REQUIRED WORK: Everything in the records below except the images should be output exactly as written.

[Opening DATA RECORDS section]

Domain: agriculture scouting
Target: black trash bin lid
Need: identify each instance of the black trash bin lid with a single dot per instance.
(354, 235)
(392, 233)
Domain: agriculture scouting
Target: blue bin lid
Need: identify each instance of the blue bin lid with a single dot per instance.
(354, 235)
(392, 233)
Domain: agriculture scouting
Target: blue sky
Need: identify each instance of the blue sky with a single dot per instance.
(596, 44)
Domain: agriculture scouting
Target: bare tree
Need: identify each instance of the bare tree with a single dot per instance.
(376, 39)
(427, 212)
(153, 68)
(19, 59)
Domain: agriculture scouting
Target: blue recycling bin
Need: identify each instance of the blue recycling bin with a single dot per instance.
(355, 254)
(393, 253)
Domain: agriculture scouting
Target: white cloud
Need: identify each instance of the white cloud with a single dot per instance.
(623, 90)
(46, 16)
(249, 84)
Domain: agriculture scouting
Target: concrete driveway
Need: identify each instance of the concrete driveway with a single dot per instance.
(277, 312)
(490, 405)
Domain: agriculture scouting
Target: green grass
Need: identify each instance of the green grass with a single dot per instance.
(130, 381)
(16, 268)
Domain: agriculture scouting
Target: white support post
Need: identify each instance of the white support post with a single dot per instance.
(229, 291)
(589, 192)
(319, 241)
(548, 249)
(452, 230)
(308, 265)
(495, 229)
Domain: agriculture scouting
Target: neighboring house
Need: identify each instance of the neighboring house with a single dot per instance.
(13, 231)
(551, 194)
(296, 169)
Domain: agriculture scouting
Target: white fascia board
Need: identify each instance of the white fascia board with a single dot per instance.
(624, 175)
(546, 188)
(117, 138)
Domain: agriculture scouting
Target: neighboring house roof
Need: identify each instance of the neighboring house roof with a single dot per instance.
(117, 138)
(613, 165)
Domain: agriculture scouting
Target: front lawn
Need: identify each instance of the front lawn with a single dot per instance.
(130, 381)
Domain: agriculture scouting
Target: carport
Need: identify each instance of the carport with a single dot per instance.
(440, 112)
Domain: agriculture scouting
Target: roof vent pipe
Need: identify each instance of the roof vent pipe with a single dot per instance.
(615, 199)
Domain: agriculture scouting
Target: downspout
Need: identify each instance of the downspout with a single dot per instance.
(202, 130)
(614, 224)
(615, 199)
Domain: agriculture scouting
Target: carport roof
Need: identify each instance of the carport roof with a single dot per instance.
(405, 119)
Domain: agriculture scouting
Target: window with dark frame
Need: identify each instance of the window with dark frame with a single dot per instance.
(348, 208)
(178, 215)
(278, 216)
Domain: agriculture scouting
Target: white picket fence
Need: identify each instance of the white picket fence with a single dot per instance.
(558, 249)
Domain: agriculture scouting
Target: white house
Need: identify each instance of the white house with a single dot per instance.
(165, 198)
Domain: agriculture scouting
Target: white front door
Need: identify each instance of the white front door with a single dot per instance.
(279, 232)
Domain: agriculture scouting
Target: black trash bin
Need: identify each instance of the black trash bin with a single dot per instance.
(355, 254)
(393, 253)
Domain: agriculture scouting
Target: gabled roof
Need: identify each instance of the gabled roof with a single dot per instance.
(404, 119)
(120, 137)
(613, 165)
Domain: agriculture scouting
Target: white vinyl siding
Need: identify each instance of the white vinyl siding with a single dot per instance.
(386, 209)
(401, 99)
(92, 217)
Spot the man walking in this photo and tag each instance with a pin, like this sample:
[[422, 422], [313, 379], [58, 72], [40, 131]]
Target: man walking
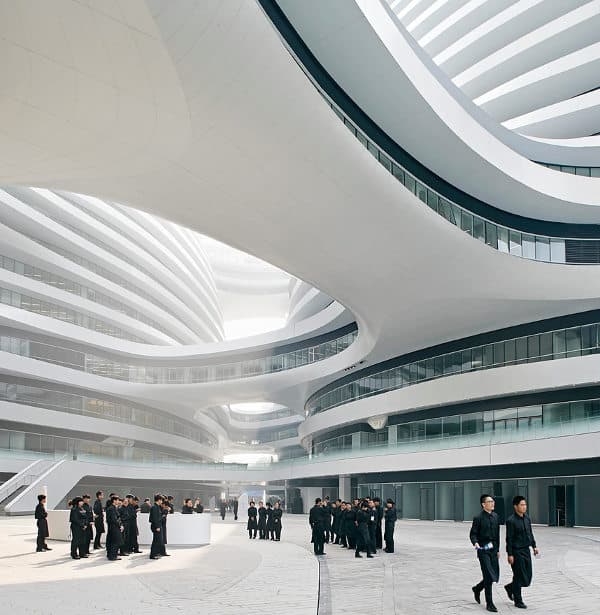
[[98, 519], [155, 519], [42, 522], [519, 540], [391, 516], [485, 537], [316, 519]]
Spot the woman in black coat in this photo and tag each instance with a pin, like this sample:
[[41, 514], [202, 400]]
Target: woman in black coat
[[78, 521], [252, 523], [276, 516], [114, 535], [262, 521], [42, 523]]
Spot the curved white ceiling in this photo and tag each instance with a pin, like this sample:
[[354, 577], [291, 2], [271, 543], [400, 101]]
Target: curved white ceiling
[[529, 63]]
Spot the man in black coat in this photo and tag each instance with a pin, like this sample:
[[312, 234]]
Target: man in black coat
[[155, 518], [78, 521], [378, 533], [98, 519], [390, 516], [114, 537], [41, 517], [252, 521], [363, 539], [485, 537], [89, 532], [519, 541], [317, 520]]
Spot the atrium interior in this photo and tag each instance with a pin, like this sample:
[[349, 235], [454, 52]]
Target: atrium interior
[[275, 250]]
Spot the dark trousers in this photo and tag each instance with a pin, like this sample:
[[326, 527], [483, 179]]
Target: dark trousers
[[99, 531], [372, 539], [362, 540], [318, 541], [157, 547], [488, 561], [77, 542], [389, 538], [41, 540]]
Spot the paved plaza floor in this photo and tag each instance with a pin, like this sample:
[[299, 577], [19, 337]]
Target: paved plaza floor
[[430, 573]]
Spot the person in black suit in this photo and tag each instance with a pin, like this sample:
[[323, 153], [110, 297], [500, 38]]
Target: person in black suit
[[166, 511], [485, 537], [519, 541], [114, 536], [156, 525], [317, 519], [98, 519], [41, 517], [379, 520], [363, 537], [252, 521], [89, 532], [262, 521], [270, 526], [391, 516], [276, 515], [78, 521]]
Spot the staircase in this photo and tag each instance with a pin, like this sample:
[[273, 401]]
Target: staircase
[[16, 485]]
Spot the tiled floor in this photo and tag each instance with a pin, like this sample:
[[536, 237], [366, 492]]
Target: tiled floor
[[430, 573]]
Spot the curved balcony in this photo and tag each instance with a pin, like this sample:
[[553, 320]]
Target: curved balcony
[[523, 237], [302, 354], [541, 343]]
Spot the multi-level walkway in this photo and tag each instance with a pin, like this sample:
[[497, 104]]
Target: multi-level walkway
[[430, 573]]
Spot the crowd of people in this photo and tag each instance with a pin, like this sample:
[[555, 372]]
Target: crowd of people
[[118, 519], [353, 525], [266, 520]]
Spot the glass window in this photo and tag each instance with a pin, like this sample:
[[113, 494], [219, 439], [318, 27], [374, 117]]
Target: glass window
[[533, 347], [557, 251], [397, 172], [521, 349], [559, 345], [528, 246], [491, 235], [472, 423], [573, 337], [499, 353], [478, 228], [466, 222], [515, 243], [433, 428], [432, 201], [545, 345], [502, 239], [542, 249], [451, 426]]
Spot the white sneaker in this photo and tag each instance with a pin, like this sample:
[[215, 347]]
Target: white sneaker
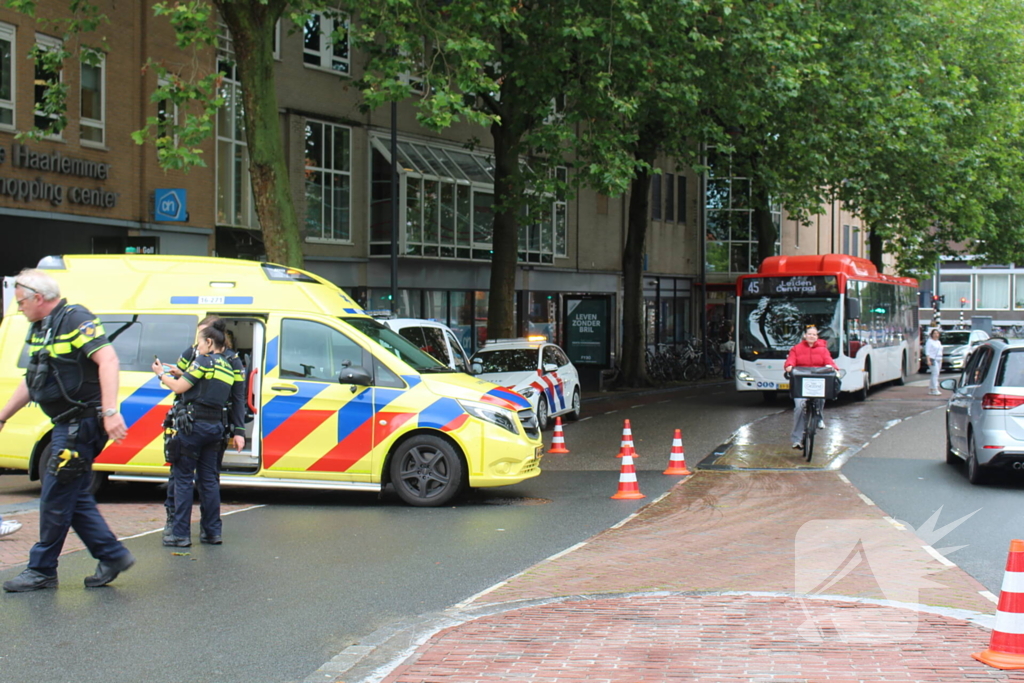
[[9, 526]]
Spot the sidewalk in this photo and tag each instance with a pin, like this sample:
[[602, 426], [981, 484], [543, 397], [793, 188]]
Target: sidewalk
[[732, 575]]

[Closing DATA RECORDS section]

SOLUTION TO THIS EXERCISE:
Domain: agriculture scouting
Target: black trash bin lid
Need: identify each instance of the black trash bin lid with a single dot per instance.
(354, 235)
(392, 233)
Domain: agriculture scouting
Target: blue bin lid
Need: identify each instance of the blue bin lid with a single dot per instance.
(354, 235)
(392, 233)
Domain: agriculture scouting
Target: blue sky
Need: identify each instance of the blue sky with a single dot per instance.
(596, 44)
Domain: agriculture scouting
Target: bare tree
Need: identify each instance of the bare tree with a single dot per instance.
(376, 39)
(427, 212)
(153, 68)
(19, 59)
Domain: agriculture scouting
Target: blue recycling bin
Need: identify each instance of the blue recycling bin with a single dot per instance.
(355, 254)
(393, 253)
Domain: agriculture scouting
Target: white cloud
Need: identify each instance of the white cloud with a single dot per instance.
(623, 90)
(46, 16)
(249, 84)
Domain: agriculture scouting
Target: concrete driveway
Need: identify each instance of the concrete driveway with a single dot per instance.
(277, 312)
(490, 405)
Domain: agriculture scouting
Target: green grass
Need: identify each instance of the green grass with a single dot per instance.
(130, 381)
(16, 268)
Domain: agriculture scouting
Target: white support post
Need: identify each instance of the white support post with a single dot per instance.
(229, 291)
(589, 192)
(319, 241)
(548, 249)
(452, 230)
(308, 265)
(495, 229)
Domain: agriculture scouting
Target: neighboring house
Need: identify each instance of the neighboring house with a single dot per instance.
(13, 231)
(551, 194)
(296, 169)
Domain: agriculture scouting
Target: white fascia board
Need: identify each instance of the white fascia board with a single dot per instance.
(624, 175)
(546, 188)
(117, 138)
Domain: agriculture scouting
Target: neighboring house roof
Need: identify each instance of the neighboring house roof with a single dot per instance.
(117, 138)
(613, 165)
Domain: agriculture scouting
Target: front lawn
Need: identify each instance of the front lawn with a single dot per instance.
(130, 381)
Domain: agriculture scouting
Target: carport
Need: identify each instance of the carport with a single dot per instance.
(440, 112)
Domain: agriculture scouting
Target: roof vent pipe
Need: identify each instance of the roof vent pipe with a single dot per instance.
(615, 199)
Domain: agriculture scouting
Target: downspout
Need: identify each instance of the downspout with a single dot per instance.
(202, 130)
(614, 224)
(615, 199)
Domain: agriculture scouting
Target: carport roof
Need: identify each instance of the carport roof with a single dot per instance.
(405, 119)
Domain: agriculture scouting
Target: window with dark frame
Need: identify each instance of the window with dark frame with a single dot per instance.
(348, 208)
(178, 215)
(278, 216)
Domain: agriculture scouting
Target: white picket fence
Need: identify each instance of the white picket fence with a single dot per instance.
(558, 249)
Domain: agriculture scouting
Target: white house
Need: identify each instance of the white house with a single dot per instance.
(165, 198)
Domain: agriculture scouting
Target: white front door
Need: identify each instance of the white front door with a single dot per instance.
(279, 232)
Domain: agriculture scouting
Target: black trash bin
Need: identify each instance of the black trash bin with a single dot per instance.
(355, 254)
(393, 253)
Domain: agriculture scouting
Target: gabled roof
Need: identify each instance of the gabled roof with a single dot per instance.
(404, 119)
(120, 137)
(613, 165)
Domain: agriculture scouting
Target: white vinyl siding
Need: identify each instance of the white vinyl siding with a single dot per instance.
(386, 209)
(401, 99)
(92, 217)
Spot the man walking in this photo and tag each instance with a pin, like this sample:
[[422, 422], [313, 379], [58, 72], [40, 131]]
Target: man walking
[[98, 519], [155, 519], [42, 522], [519, 540], [391, 516], [485, 537], [316, 519]]
Spot the woman in black coat in this photo and tag each instance with a pin, like this sample:
[[41, 514], [202, 400]]
Target: woman in black coat
[[78, 521], [252, 523], [276, 516], [114, 535], [262, 521], [42, 523]]
Spot the curved white ceiling in this photo and tag each instance with a pin, like this sample:
[[354, 577], [291, 2], [271, 543], [400, 101]]
Target: curved white ceiling
[[529, 63]]
Spot the man in black coat in this photo and tag each instance with a pin, like this sample:
[[312, 234]]
Target: man in black coat
[[155, 518], [78, 521], [378, 533], [98, 519], [390, 516], [114, 537], [41, 517], [252, 521], [363, 539], [485, 537], [89, 532], [519, 541], [317, 520]]
Spot the atrium interior in this photo and tag each instance with a pin, like this sample:
[[349, 235], [454, 52]]
Target: atrium interior
[[275, 250]]
Spot the dark trousers in this photo and tag each instance with a pin, like this sample:
[[326, 527], [483, 179]]
Target: dark trousers
[[99, 531], [372, 539], [362, 540], [318, 541], [157, 547], [488, 561], [77, 542], [389, 538], [41, 540]]
Spot the paved plaza floor in this photo and tag each instance with a pin, like this sample:
[[299, 577], [19, 337]]
Target: paved plaza floor
[[430, 573]]
Spot the person in black suit in this photo and tag each instance with a pin, like this sample:
[[323, 153], [110, 297], [500, 38]]
Target: person in black suit
[[166, 511], [485, 537], [519, 541], [114, 536], [156, 525], [317, 519], [98, 519], [41, 517], [379, 520], [363, 537], [252, 521], [89, 532], [262, 521], [270, 526], [391, 516], [276, 515], [78, 521]]
Spot the staircase in this photo and tag each instance with a pin, like this sample:
[[273, 401]]
Target: staircase
[[16, 485]]
Spot the tiled floor in this photo and tag each instance with a pin, like this sample:
[[536, 237], [366, 492]]
Target: tiled floor
[[430, 573]]
Spot the curved balcony in this photo and tag each instance with a pin, like this sample:
[[553, 320]]
Target: curved balcony
[[523, 237], [302, 354], [541, 343]]
Spot the multi-level walkway in this photo and tag each instance with a pin, like this sample:
[[497, 104]]
Target: multi-level walkway
[[430, 573]]
Spot the crowd of people in this photo and tag each instance with a pin, like this sample:
[[555, 372]]
Target: crowd of people
[[118, 519], [353, 525], [266, 520]]
Spot the glass window in this photo and tag each instance with a pin, like this sample:
[[113, 494], [219, 439], [318, 27], [374, 117]]
Target: glass window
[[533, 347], [557, 251], [397, 172], [521, 349], [559, 345], [528, 246], [491, 235], [472, 423], [573, 337], [499, 353], [478, 228], [466, 222], [515, 243], [433, 428], [432, 201], [545, 345], [502, 239], [542, 249], [451, 426]]
Spot the white sneaker in this photo and tag each instance with a pin, like this sample:
[[215, 347]]
Target: white sneaker
[[9, 526]]
Spot the sidewalk in this photo and tag each instance with a pin, like this sample:
[[602, 426], [981, 484], [543, 397], [793, 188]]
Target: sidewalk
[[732, 575]]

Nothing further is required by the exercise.